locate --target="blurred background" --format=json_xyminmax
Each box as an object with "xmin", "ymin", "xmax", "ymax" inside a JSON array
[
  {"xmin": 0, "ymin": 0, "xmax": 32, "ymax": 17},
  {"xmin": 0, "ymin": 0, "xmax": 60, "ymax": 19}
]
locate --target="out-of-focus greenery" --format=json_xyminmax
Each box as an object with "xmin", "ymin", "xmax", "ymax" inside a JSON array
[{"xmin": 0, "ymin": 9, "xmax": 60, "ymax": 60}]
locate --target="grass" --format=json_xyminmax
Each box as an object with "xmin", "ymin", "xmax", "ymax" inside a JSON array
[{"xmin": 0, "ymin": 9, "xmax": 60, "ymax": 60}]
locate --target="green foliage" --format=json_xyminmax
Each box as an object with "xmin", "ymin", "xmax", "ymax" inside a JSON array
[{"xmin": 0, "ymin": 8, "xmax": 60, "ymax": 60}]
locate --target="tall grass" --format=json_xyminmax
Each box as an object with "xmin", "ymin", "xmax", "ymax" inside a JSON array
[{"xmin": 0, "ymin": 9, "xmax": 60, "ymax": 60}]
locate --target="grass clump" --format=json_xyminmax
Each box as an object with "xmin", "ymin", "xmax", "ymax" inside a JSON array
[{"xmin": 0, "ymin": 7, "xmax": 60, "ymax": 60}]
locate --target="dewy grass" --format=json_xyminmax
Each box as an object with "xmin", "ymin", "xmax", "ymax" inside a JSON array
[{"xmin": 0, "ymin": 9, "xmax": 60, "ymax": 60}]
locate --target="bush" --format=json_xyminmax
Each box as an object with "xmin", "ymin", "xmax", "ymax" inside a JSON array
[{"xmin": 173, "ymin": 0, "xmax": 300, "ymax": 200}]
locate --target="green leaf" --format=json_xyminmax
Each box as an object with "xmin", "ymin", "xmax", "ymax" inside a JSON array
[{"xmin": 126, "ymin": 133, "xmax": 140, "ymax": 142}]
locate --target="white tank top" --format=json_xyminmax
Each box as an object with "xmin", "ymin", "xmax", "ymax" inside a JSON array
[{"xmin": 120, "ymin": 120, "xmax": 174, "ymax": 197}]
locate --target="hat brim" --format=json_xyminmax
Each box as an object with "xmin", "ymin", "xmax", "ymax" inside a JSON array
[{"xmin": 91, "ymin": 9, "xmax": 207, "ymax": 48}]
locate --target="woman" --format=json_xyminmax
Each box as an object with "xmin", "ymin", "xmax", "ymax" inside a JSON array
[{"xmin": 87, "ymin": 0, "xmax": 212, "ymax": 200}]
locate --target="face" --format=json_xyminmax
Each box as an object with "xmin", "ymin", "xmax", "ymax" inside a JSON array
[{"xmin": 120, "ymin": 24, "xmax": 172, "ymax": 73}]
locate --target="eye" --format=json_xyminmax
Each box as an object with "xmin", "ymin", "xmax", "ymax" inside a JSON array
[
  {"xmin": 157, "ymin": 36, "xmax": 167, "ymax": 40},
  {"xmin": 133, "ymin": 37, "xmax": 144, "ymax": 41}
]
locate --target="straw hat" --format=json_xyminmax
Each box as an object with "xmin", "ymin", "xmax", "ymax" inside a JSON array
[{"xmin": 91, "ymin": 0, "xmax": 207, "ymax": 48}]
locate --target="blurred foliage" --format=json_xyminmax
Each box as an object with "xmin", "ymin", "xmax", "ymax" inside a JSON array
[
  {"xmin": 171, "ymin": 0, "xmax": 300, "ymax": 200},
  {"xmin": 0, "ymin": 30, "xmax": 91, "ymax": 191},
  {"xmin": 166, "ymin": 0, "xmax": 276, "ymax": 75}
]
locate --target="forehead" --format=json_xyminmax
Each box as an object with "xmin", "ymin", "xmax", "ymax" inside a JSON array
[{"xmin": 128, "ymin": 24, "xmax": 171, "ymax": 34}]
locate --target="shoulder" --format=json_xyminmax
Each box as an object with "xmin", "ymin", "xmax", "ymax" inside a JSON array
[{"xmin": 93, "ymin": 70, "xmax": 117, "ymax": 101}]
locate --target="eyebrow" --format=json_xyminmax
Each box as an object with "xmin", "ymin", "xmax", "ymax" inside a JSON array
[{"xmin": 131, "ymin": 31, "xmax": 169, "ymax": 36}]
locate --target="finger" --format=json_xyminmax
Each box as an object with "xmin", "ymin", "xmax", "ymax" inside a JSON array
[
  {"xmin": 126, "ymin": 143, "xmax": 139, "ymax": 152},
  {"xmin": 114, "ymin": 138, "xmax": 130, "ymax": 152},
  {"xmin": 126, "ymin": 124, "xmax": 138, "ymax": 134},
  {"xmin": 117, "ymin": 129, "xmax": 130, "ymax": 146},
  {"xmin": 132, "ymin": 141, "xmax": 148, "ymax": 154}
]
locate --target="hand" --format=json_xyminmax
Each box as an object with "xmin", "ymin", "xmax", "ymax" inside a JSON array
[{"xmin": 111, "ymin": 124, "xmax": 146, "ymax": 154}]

....................

[DO THIS]: Could you quote the material above in full, exactly as it stands?

[EXERCISE OUTPUT]:
locate --target="blurred background" --format=json_xyminmax
Each box as an object with "xmin", "ymin", "xmax", "ymax" inside a JSON array
[
  {"xmin": 0, "ymin": 0, "xmax": 32, "ymax": 17},
  {"xmin": 0, "ymin": 0, "xmax": 60, "ymax": 19}
]
locate --target="out-of-focus greenery" --format=json_xyminmax
Each box as an object with "xmin", "ymin", "xmax", "ymax" inside a JSON array
[{"xmin": 0, "ymin": 9, "xmax": 60, "ymax": 60}]
locate --target="grass" --format=json_xyminmax
Each box as an object with "xmin", "ymin", "xmax", "ymax" inside a JSON array
[{"xmin": 0, "ymin": 9, "xmax": 60, "ymax": 60}]
locate --target="green foliage" --format=json_xyminmax
Each box as an object with "xmin", "ymin", "xmax", "ymax" inside a JSON array
[{"xmin": 0, "ymin": 8, "xmax": 60, "ymax": 60}]
locate --target="tall grass" --format=json_xyminmax
Each box as an object with "xmin", "ymin", "xmax", "ymax" inside a JSON array
[{"xmin": 0, "ymin": 9, "xmax": 60, "ymax": 60}]
locate --target="grass clump" --format=json_xyminmax
Each box as an object with "xmin", "ymin", "xmax", "ymax" inside a JSON array
[{"xmin": 0, "ymin": 7, "xmax": 60, "ymax": 60}]
locate --target="dewy grass" --format=json_xyminmax
Each box as an object with "xmin", "ymin", "xmax", "ymax" inside a JSON array
[{"xmin": 0, "ymin": 9, "xmax": 60, "ymax": 60}]
locate --target="bush" --format=json_xyminmax
Each box as an object with "xmin", "ymin", "xmax", "ymax" inside a JSON array
[{"xmin": 173, "ymin": 0, "xmax": 300, "ymax": 200}]
locate --target="green leaf" --format=json_xyminmax
Each box as an object with "xmin", "ymin", "xmax", "ymax" inside a JSON array
[{"xmin": 126, "ymin": 133, "xmax": 140, "ymax": 142}]
locate --target="white tank top" --format=json_xyminmax
Each box as an object with "xmin", "ymin", "xmax", "ymax" inside a JSON array
[{"xmin": 120, "ymin": 120, "xmax": 174, "ymax": 197}]
locate --target="hat brim" --format=json_xyminmax
Each box as an object with "xmin", "ymin", "xmax", "ymax" inside a JSON array
[{"xmin": 91, "ymin": 9, "xmax": 207, "ymax": 48}]
locate --target="woman" --format=json_xyminmax
Each box as an object with "xmin", "ymin", "xmax", "ymax" inside a JSON array
[{"xmin": 87, "ymin": 0, "xmax": 212, "ymax": 200}]
locate --target="face" --format=json_xyminmax
Each box as an object with "xmin", "ymin", "xmax", "ymax" inside a JSON array
[{"xmin": 120, "ymin": 24, "xmax": 172, "ymax": 73}]
locate --target="eye" --format=json_xyminmax
Each box as an object with "xmin", "ymin", "xmax", "ymax" inside a JSON array
[
  {"xmin": 157, "ymin": 36, "xmax": 167, "ymax": 40},
  {"xmin": 133, "ymin": 37, "xmax": 144, "ymax": 41}
]
locate --target="straw hat" --format=json_xyminmax
Each box as an object with "xmin", "ymin", "xmax", "ymax" inside a JSON array
[{"xmin": 91, "ymin": 0, "xmax": 207, "ymax": 48}]
locate --target="blurred foliage" --format=json_xyminmax
Each box as an object with "xmin", "ymin", "xmax", "ymax" inside a JSON array
[
  {"xmin": 171, "ymin": 0, "xmax": 300, "ymax": 200},
  {"xmin": 0, "ymin": 30, "xmax": 91, "ymax": 191},
  {"xmin": 166, "ymin": 0, "xmax": 276, "ymax": 75}
]
locate --target="forehead" --format=json_xyminmax
Each box as an object with "xmin", "ymin", "xmax", "ymax" inside a JSON array
[{"xmin": 128, "ymin": 24, "xmax": 171, "ymax": 34}]
locate --target="shoulder" --format=json_xyminmax
Each box as an object with "xmin", "ymin", "xmax", "ymax" inside a JSON array
[{"xmin": 93, "ymin": 70, "xmax": 117, "ymax": 101}]
locate --target="eyebrow" --format=json_xyminmax
Each box as an object with "xmin", "ymin", "xmax", "ymax" inside a JSON array
[{"xmin": 131, "ymin": 31, "xmax": 169, "ymax": 36}]
locate --target="finger" --format=json_xyminmax
Each box as an object with "xmin", "ymin", "xmax", "ymax" inside a JSON array
[
  {"xmin": 126, "ymin": 143, "xmax": 139, "ymax": 152},
  {"xmin": 114, "ymin": 138, "xmax": 130, "ymax": 152},
  {"xmin": 126, "ymin": 124, "xmax": 138, "ymax": 134},
  {"xmin": 117, "ymin": 129, "xmax": 130, "ymax": 146},
  {"xmin": 132, "ymin": 141, "xmax": 148, "ymax": 154}
]
locate --target="hand" --format=json_xyminmax
Each box as an object with "xmin", "ymin", "xmax", "ymax" inside a JSON array
[{"xmin": 111, "ymin": 124, "xmax": 146, "ymax": 154}]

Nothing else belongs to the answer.